Content starts

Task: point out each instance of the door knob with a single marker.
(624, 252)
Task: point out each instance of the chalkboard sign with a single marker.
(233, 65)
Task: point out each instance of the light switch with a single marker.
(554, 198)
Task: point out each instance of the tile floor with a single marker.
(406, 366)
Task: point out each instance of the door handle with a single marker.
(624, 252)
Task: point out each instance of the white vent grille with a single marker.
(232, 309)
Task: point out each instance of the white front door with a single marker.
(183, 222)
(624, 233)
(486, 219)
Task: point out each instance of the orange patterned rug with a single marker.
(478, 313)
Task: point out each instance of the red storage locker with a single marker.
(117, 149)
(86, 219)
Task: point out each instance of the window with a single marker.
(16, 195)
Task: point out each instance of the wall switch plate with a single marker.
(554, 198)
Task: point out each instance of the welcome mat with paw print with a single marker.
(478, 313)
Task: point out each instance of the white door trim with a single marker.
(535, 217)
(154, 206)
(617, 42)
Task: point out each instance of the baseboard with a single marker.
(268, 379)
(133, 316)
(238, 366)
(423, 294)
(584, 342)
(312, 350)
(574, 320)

Content ends

Required work:
Copy each record exactly, leaving nothing out.

Response below:
Task: point out each instance of the door knob with a single marker.
(624, 252)
Task: point out each instance of the chalkboard sign with a single marker.
(233, 65)
Task: point out each instance of the light switch with a single marker.
(554, 198)
Task: point out each instance of the tile floor with a single marker.
(406, 366)
Task: point out each instance of the door handle with a single marker.
(624, 252)
Task: point out each instance of the white vent grille with a single marker.
(232, 309)
Task: point out each instance of the white front door with a single marker.
(183, 222)
(624, 233)
(486, 219)
Task: point out each instance of the orange patterned rug with a single marker.
(478, 313)
Task: point out each instance of the red storage locker with a single marker.
(117, 149)
(86, 219)
Task: point out each instance of the window with a single marker.
(16, 195)
Task: point out each instance of the wall switch plate with a single marker.
(554, 198)
Task: point out each instance of the welcome mat with paw print with a single marker.
(478, 313)
Task: point out each instance of the white door trim with a single marker.
(535, 217)
(154, 206)
(617, 42)
Task: point out each instance of the baseboard with a single marker.
(268, 379)
(133, 316)
(238, 366)
(423, 294)
(584, 342)
(312, 350)
(574, 320)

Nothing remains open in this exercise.